● **Task statement**
The answer should be an exact repeat of the stretch of material below from the line containing "# point at: dining" through the line containing "x=269, y=231".

● **Information supplied**
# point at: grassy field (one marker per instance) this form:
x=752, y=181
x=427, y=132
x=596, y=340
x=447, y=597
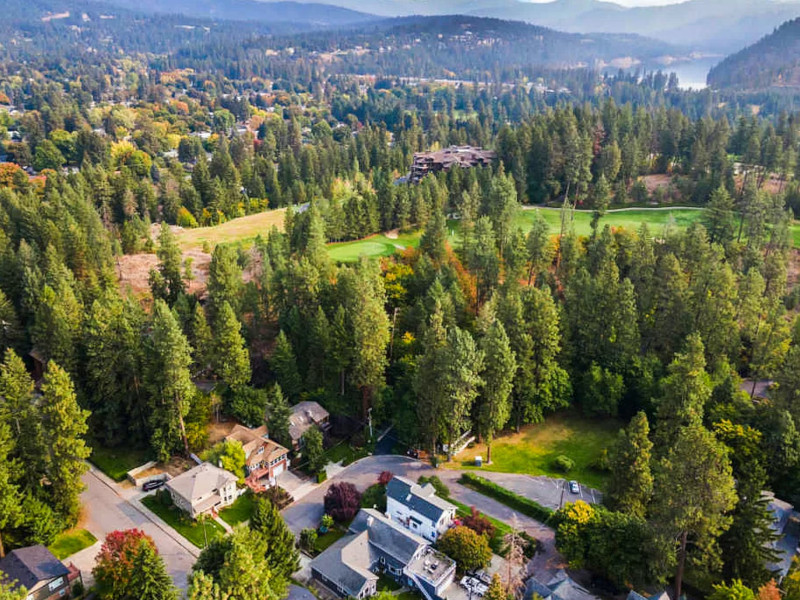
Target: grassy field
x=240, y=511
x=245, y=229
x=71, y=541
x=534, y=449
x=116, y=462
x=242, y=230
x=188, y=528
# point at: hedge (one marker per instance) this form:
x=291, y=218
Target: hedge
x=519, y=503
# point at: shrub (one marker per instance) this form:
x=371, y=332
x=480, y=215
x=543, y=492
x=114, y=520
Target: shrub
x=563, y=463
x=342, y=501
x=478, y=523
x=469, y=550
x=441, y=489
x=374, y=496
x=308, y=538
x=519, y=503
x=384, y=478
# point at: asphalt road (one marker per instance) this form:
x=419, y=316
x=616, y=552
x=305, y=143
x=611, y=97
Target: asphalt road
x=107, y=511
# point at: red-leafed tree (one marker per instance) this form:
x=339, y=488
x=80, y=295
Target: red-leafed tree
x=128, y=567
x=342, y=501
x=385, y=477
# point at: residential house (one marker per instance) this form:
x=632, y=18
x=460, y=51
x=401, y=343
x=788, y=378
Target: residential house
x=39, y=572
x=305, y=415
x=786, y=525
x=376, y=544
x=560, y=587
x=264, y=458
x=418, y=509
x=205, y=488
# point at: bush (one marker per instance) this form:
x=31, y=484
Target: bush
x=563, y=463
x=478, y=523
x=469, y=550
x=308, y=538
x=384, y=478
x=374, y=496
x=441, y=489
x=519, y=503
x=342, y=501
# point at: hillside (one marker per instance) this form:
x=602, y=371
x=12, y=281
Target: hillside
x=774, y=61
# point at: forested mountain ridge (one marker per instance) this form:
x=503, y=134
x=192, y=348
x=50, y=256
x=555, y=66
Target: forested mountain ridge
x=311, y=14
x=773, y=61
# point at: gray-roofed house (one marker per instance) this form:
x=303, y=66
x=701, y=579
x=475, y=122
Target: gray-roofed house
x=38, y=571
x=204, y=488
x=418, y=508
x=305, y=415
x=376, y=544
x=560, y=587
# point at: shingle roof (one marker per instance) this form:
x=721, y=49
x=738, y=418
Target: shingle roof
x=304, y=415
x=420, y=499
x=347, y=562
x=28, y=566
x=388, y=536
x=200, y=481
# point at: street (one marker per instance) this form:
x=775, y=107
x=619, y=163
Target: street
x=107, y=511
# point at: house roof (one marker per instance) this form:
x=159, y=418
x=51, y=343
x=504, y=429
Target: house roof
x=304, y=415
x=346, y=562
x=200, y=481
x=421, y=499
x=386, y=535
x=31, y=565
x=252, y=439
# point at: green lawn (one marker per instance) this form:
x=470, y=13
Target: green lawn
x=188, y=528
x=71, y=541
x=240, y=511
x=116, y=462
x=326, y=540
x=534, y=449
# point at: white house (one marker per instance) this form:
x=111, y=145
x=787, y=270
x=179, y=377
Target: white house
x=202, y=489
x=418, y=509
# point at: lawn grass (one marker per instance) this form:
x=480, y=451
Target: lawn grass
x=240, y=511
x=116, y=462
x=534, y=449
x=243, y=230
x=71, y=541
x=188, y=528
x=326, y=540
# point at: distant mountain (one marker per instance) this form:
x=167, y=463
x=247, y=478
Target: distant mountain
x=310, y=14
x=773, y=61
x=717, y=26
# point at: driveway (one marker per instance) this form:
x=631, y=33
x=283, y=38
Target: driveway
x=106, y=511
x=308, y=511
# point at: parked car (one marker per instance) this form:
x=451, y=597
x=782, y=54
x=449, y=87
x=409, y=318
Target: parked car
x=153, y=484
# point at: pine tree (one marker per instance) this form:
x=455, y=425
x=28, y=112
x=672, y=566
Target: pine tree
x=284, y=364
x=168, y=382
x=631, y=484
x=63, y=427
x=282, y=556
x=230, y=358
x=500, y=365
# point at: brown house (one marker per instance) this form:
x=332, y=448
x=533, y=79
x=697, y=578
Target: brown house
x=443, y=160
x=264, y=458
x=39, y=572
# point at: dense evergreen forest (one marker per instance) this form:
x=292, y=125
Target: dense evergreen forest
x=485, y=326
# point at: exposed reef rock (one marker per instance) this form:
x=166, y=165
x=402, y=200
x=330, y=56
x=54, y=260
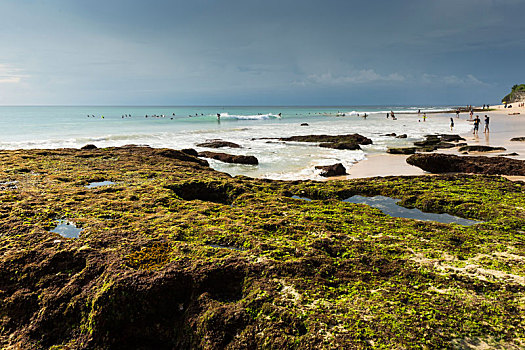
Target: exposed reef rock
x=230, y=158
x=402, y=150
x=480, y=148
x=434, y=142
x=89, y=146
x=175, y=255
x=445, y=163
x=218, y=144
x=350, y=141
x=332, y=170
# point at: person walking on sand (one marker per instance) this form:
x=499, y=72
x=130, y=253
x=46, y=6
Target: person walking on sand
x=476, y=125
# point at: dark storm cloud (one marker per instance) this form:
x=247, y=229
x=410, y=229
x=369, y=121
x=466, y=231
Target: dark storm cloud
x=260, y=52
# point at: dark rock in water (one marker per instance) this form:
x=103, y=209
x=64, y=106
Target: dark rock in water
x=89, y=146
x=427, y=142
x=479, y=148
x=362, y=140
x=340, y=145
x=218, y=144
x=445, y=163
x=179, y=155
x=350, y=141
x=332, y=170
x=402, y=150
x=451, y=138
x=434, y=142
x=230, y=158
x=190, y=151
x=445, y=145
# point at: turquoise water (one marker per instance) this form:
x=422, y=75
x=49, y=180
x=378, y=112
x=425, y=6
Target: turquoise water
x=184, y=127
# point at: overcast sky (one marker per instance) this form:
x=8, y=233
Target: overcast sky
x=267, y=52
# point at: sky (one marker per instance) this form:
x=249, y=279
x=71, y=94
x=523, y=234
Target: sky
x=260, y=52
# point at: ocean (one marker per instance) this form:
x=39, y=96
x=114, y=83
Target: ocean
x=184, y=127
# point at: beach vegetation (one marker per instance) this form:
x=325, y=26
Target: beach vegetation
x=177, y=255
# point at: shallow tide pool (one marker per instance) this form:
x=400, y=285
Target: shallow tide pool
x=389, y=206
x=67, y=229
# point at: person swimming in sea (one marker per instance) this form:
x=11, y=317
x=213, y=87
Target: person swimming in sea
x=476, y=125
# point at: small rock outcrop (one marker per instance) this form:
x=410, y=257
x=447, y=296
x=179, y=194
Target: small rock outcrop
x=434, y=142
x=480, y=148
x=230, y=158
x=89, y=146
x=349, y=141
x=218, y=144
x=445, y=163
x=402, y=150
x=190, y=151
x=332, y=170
---
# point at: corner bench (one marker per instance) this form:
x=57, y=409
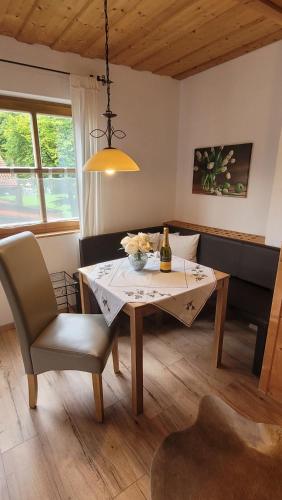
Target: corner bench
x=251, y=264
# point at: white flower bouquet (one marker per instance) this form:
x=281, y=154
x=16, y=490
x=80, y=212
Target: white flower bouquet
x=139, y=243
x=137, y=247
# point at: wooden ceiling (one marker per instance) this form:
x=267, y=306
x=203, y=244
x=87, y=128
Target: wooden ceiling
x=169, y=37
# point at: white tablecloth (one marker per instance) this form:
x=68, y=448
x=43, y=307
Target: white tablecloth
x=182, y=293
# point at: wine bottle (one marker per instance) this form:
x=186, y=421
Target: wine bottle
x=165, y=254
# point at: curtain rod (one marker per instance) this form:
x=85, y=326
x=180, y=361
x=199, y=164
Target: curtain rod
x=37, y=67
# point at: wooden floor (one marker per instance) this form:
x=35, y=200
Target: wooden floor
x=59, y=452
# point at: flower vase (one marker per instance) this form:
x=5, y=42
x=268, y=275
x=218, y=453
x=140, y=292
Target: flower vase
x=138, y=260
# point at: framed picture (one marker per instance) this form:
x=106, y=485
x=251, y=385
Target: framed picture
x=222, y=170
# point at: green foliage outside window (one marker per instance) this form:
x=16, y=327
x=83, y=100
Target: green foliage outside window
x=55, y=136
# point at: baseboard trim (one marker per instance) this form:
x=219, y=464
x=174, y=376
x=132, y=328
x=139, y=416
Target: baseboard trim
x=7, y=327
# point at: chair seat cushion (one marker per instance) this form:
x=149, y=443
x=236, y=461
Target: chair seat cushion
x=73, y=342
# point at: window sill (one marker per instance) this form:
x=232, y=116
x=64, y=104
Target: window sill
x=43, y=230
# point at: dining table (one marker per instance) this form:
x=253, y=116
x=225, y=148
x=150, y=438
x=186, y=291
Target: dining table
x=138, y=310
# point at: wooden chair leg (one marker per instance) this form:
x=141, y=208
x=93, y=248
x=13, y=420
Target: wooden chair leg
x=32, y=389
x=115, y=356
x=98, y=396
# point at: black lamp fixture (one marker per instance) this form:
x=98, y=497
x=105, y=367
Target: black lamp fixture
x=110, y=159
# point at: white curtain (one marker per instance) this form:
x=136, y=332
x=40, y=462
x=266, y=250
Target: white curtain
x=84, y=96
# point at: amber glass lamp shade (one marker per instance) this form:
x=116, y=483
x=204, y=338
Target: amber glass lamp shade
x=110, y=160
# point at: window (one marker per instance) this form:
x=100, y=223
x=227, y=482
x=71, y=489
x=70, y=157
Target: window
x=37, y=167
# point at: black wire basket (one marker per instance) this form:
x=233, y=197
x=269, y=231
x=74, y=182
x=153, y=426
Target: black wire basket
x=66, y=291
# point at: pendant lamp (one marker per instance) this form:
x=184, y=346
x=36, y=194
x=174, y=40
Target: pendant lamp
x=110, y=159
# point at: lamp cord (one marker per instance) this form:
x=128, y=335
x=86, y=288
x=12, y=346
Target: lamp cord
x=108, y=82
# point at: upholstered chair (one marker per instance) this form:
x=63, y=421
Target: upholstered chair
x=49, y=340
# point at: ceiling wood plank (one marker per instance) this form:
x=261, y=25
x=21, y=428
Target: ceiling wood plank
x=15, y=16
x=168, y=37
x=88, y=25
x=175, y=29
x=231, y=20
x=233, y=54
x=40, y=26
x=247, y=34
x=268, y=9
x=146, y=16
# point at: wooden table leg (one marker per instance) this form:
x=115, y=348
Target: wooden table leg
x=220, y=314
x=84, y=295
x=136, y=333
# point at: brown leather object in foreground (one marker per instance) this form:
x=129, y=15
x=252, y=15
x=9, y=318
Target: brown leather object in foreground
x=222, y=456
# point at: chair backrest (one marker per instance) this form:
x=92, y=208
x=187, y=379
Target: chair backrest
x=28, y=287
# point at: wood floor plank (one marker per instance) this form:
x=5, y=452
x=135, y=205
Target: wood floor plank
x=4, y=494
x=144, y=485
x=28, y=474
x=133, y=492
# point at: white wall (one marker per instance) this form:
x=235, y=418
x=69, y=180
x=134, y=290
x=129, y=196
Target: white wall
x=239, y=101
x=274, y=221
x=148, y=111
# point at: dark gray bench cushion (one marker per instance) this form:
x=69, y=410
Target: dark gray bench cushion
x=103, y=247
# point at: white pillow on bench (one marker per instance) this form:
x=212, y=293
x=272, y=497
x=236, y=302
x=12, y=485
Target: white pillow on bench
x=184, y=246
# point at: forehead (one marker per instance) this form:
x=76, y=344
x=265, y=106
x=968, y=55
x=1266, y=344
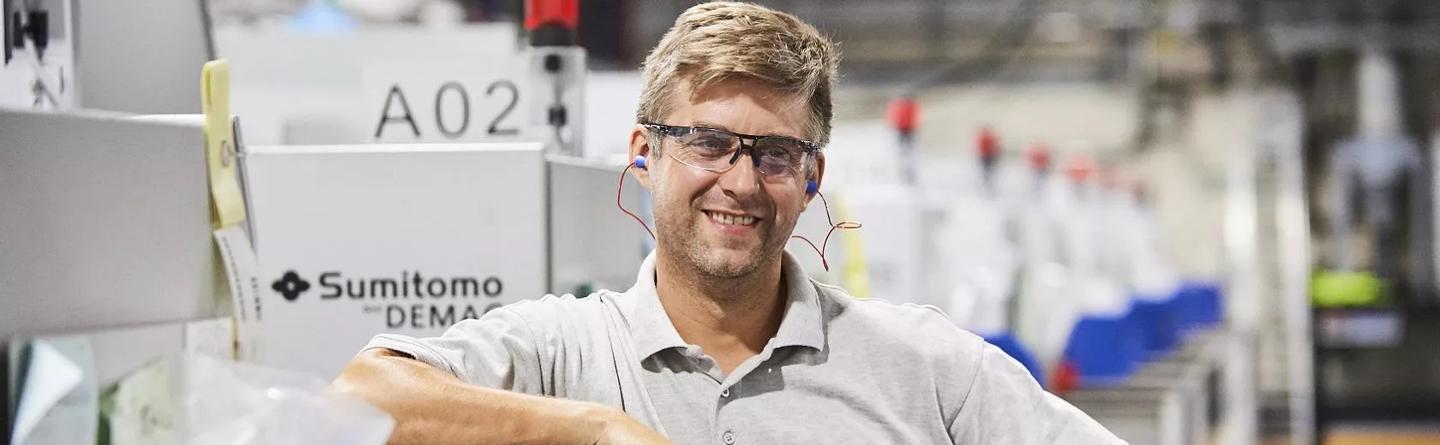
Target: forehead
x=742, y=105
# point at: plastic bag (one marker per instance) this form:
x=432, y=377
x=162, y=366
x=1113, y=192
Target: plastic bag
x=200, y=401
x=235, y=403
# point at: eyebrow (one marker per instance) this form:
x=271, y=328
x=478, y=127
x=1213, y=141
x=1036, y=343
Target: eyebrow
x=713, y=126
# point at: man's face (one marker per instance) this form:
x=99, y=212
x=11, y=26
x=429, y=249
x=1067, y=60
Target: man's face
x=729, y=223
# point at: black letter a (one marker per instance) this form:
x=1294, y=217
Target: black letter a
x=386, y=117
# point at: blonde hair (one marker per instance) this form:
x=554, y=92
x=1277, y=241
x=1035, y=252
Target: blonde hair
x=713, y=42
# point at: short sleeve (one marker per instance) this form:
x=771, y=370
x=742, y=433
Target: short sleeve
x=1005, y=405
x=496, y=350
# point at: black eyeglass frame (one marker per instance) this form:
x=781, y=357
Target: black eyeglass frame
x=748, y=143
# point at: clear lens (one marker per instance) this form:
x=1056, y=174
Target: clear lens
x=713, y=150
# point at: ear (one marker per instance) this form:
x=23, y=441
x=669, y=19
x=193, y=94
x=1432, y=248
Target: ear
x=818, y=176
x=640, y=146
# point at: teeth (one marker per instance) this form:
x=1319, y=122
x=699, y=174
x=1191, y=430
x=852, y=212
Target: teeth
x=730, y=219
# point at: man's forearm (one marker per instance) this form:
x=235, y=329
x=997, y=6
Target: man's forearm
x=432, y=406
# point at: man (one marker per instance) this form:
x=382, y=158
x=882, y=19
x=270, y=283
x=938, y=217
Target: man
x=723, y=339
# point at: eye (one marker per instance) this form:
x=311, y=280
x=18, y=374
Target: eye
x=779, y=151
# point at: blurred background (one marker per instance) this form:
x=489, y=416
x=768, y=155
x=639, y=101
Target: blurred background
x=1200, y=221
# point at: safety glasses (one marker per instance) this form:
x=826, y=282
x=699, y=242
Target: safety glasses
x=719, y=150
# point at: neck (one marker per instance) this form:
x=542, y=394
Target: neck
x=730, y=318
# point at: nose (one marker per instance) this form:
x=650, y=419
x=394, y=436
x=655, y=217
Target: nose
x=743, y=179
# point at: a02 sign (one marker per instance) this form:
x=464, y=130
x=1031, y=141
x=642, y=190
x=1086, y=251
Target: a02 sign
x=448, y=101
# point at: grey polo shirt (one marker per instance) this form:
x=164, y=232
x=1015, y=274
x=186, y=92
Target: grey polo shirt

● **Task result**
# point at: dining table (one marker per instance) this form:
x=253, y=116
x=225, y=148
x=150, y=438
x=186, y=291
Target: dining table
x=138, y=310
# point at: wooden chair leg (one marker per instance) this form:
x=141, y=208
x=93, y=248
x=13, y=420
Target: wooden chair leg
x=32, y=389
x=115, y=356
x=98, y=396
# point at: black lamp fixture (one marker per instance) this form:
x=98, y=497
x=105, y=367
Target: black lamp fixture
x=110, y=159
# point at: white curtain (one marker per instance) this form:
x=136, y=332
x=40, y=462
x=266, y=250
Target: white curtain
x=84, y=96
# point at: amber glass lamp shade (one marker per instance) this form:
x=116, y=483
x=204, y=338
Target: amber glass lamp shade
x=110, y=160
# point at: window (one marker per instance) this form:
x=100, y=223
x=227, y=482
x=71, y=489
x=70, y=157
Target: window
x=37, y=167
# point at: black wire basket (one marker per instance) this form:
x=233, y=197
x=269, y=231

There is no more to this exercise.